• [Bloco de texto]:
* * * * *
No dia 11 de julho, milhares de soldados de infantaria sérvios flanquearam os veículos blindados holandeses e entraram na cidade. O ataque aéreo enfim foi autorizado pela ONU, mas era tarde demais. Quatro aviões, dois holandeses e dois americanos, atacaram tanques sérvios, conseguindo danificar um deles. Prontamente, Mladić ameaçou matar 32 soldados de paz holandeses reféns caso o bombardeio aéreo continuasse, o que fez com que a ONU e a OTAN suspendessem imediatamente o contra-ataque.
Ao cair da noite, o general Mladić se reuniu com o coronel Karremans. De acordo com testemunhas oculares, o general ordenou a um de seus homens para que cortasse a garganta de um porco e declarou: “Isto é o que nós vamos fazer os muçulmanos”. O relatório oficial de Karremans não fez menção a ameaça do general sérvio, mas no mesmo é revelado que o coronel dizia não ser capaz de defender aquelas pessoas.
* * * * *
Entradas do conjunto de dados
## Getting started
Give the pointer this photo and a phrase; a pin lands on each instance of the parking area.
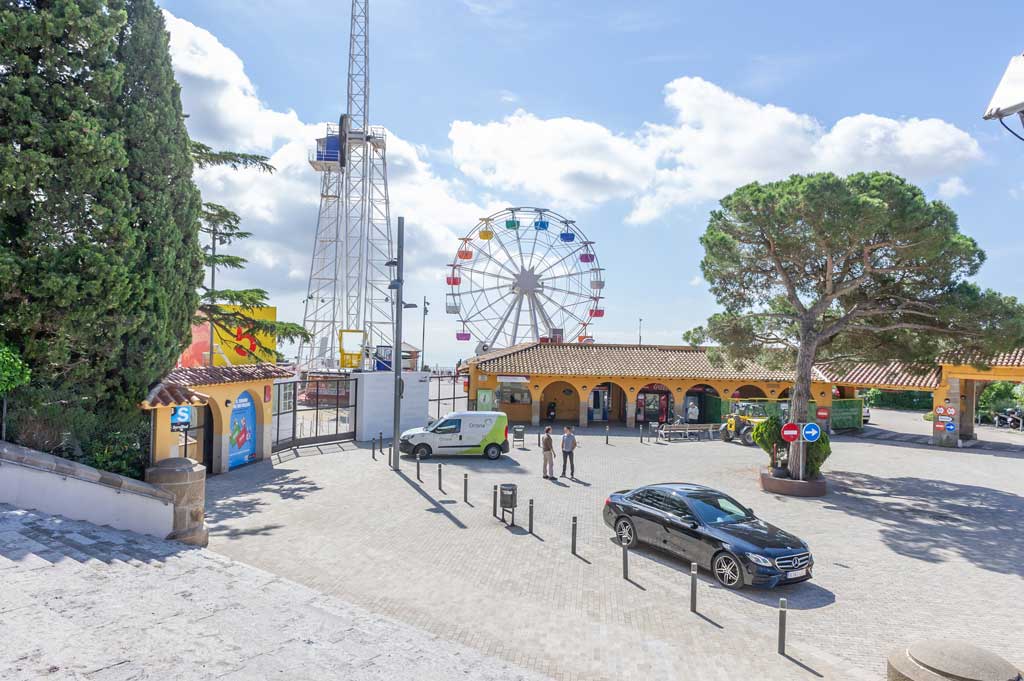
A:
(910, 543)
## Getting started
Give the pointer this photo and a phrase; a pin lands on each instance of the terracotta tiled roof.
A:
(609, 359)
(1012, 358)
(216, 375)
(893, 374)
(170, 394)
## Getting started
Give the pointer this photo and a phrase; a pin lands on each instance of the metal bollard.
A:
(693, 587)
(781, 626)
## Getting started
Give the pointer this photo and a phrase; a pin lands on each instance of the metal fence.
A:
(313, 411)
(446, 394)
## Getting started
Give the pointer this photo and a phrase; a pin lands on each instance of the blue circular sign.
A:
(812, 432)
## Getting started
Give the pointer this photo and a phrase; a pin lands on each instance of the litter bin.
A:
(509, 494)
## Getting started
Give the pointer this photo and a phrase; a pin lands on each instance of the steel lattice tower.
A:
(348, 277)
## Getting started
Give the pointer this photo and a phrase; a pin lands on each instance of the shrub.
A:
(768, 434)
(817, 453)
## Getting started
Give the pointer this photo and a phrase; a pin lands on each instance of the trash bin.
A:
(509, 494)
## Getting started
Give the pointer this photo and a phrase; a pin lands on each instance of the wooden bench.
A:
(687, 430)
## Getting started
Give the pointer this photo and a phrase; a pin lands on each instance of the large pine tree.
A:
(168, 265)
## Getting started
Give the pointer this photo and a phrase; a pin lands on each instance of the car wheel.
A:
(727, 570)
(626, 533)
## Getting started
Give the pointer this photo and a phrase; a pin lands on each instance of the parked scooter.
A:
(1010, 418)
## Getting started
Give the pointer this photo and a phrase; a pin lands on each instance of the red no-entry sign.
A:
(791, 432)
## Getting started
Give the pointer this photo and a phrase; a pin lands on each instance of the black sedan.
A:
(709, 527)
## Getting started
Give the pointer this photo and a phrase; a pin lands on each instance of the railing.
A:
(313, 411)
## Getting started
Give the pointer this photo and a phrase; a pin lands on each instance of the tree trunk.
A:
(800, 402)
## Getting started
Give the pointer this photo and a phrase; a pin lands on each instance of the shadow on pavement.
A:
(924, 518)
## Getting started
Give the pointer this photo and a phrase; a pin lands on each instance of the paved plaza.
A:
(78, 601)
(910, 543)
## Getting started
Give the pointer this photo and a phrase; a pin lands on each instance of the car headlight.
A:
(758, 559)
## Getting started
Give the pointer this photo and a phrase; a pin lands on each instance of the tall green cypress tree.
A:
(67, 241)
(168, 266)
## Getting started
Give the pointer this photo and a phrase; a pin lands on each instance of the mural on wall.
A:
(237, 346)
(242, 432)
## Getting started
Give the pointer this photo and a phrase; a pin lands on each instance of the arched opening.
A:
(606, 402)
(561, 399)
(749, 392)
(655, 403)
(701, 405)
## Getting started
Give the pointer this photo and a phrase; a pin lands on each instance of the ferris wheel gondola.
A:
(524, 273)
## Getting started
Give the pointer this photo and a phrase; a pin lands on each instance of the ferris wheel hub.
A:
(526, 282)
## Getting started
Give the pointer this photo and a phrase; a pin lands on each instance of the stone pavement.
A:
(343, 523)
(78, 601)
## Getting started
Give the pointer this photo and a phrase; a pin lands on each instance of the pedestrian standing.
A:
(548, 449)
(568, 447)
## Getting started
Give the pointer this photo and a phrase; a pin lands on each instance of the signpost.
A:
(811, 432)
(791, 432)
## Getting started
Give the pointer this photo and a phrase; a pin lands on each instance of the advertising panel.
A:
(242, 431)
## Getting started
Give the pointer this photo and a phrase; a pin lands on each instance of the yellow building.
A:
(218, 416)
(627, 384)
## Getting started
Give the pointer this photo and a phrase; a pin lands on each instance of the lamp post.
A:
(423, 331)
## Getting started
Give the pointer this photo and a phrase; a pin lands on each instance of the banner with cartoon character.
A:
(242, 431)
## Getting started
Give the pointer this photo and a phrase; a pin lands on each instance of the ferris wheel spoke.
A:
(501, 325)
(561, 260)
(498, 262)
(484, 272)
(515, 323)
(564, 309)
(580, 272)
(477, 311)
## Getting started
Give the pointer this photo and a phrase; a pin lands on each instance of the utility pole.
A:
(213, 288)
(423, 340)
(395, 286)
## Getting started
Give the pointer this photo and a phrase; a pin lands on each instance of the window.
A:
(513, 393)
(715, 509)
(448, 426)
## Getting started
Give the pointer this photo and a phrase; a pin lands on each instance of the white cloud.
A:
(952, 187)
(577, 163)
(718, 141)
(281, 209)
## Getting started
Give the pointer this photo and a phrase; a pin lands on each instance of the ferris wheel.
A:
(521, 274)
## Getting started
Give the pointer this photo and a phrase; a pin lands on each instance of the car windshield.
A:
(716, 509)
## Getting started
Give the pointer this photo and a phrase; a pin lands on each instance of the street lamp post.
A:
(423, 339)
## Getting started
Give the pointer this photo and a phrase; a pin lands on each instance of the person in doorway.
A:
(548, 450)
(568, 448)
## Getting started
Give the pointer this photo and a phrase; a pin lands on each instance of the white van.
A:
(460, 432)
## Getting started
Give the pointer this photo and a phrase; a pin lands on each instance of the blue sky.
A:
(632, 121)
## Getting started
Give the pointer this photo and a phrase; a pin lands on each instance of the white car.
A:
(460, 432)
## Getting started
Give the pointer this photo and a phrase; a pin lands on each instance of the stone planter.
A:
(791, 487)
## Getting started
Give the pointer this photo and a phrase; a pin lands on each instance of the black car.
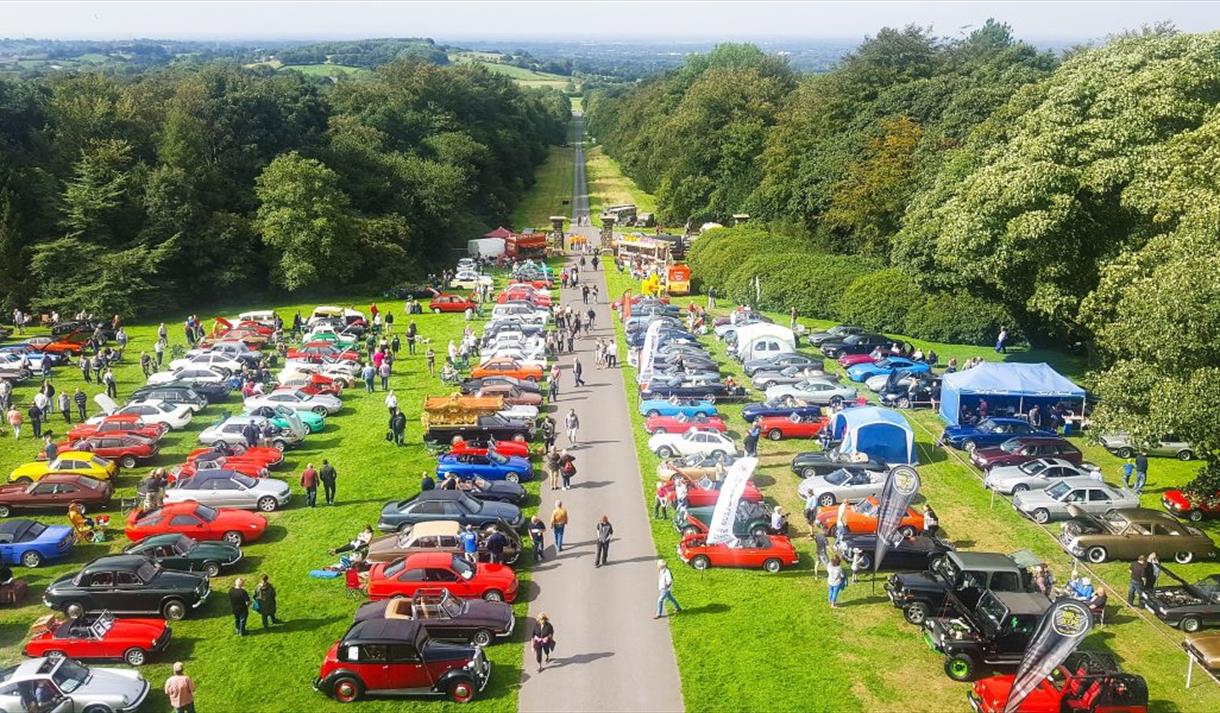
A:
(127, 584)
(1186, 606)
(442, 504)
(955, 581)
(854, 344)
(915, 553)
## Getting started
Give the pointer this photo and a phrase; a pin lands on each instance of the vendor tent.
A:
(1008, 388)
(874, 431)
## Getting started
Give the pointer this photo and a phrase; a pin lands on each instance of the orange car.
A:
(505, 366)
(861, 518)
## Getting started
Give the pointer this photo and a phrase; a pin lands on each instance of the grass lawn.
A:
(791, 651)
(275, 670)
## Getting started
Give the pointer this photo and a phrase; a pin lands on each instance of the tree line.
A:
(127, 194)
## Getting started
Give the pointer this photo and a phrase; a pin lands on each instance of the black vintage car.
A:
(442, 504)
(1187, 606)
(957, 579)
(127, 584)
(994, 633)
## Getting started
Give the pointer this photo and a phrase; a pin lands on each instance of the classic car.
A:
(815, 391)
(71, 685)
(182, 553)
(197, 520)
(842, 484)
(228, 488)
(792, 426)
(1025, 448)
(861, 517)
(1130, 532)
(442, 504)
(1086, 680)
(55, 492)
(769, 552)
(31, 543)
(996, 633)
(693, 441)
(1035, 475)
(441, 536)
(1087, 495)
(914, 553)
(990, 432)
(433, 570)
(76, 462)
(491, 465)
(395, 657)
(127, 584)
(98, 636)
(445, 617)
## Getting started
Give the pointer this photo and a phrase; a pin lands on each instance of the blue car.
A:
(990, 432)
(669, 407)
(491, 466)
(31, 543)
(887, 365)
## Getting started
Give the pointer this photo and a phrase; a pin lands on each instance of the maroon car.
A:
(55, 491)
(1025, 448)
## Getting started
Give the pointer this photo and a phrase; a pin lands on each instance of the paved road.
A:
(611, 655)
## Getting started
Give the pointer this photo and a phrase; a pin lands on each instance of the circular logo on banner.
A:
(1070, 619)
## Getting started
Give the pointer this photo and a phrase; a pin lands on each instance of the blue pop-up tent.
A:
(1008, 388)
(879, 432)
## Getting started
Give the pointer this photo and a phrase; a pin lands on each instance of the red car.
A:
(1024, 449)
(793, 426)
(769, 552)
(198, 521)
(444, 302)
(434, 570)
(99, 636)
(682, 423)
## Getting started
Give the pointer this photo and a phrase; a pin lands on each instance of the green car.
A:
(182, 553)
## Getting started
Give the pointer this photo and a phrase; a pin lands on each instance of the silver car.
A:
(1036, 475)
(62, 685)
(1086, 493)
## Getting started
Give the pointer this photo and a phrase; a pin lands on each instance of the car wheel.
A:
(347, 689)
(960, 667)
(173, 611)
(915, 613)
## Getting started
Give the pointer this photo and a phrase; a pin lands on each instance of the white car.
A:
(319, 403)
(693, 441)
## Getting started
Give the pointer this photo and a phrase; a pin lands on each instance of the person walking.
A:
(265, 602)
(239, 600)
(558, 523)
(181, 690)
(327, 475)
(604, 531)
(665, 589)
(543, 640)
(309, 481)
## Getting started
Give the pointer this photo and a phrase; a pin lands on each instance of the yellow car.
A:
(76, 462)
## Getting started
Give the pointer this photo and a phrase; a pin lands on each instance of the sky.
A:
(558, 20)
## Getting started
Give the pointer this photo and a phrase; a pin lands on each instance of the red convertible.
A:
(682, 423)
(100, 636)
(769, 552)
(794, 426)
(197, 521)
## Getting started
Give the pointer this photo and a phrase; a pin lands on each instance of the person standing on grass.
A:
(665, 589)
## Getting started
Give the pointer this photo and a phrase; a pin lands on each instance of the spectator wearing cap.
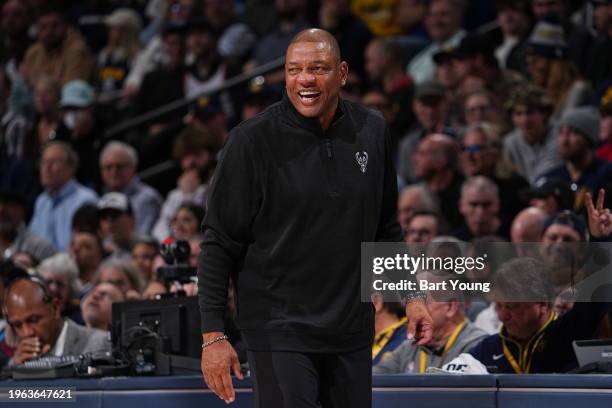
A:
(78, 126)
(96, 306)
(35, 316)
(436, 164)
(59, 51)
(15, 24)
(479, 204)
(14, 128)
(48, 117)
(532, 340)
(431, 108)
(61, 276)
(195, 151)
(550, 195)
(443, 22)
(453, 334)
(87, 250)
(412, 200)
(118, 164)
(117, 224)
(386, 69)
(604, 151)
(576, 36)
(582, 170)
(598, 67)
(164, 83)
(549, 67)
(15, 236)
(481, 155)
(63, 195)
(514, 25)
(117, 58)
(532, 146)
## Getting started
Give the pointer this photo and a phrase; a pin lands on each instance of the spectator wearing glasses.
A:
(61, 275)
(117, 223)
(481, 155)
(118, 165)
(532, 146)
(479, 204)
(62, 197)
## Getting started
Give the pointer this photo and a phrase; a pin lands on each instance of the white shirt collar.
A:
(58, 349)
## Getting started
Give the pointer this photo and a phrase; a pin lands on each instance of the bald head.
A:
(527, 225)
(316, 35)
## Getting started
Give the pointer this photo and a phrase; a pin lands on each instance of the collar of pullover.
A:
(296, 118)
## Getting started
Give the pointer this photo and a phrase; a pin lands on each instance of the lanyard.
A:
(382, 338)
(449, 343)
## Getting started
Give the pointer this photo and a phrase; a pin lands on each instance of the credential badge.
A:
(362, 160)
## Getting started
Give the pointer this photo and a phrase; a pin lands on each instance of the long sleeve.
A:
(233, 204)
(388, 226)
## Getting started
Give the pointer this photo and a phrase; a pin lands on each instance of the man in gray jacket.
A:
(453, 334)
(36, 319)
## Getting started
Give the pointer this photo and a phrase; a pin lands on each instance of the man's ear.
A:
* * * * *
• [Instruções das tarefas]:
[a] Segundo o texto sobre o ataque sérvio à cidade, por que a ONU e a OTAN suspenderam imediatamente o contra-ataque? Responda em uma a três frases.
[b] Repita o trecho do texto sobre o ataque sérvio à cidade que vai desde "No dia 11 de" até "defender aquelas pessoas.".

• [Resultados por tarefa]:
[a] A ONU e a OTAN suspenderam imediatamente o contra-ataque porque Mladić ameaçou matar 32 soldados de paz holandeses mantidos como reféns caso o bombardeio aéreo continuasse.

[b]
No dia 11 de julho, milhares de soldados de infantaria sérvios flanquearam os veículos blindados holandeses e entraram na cidade. O ataque aéreo enfim foi autorizado pela ONU, mas era tarde demais. Quatro aviões, dois holandeses e dois americanos, atacaram tanques sérvios, conseguindo danificar um deles. Prontamente, Mladić ameaçou matar 32 soldados de paz holandeses reféns caso o bombardeio aéreo continuasse, o que fez com que a ONU e a OTAN suspendessem imediatamente o contra-ataque.
Ao cair da noite, o general Mladić se reuniu com o coronel Karremans. De acordo com testemunhas oculares, o general ordenou a um de seus homens para que cortasse a garganta de um porco e declarou: “Isto é o que nós vamos fazer os muçulmanos”. O relatório oficial de Karremans não fez menção a ameaça do general sérvio, mas no mesmo é revelado que o coronel dizia não ser capaz de defender aquelas pessoas.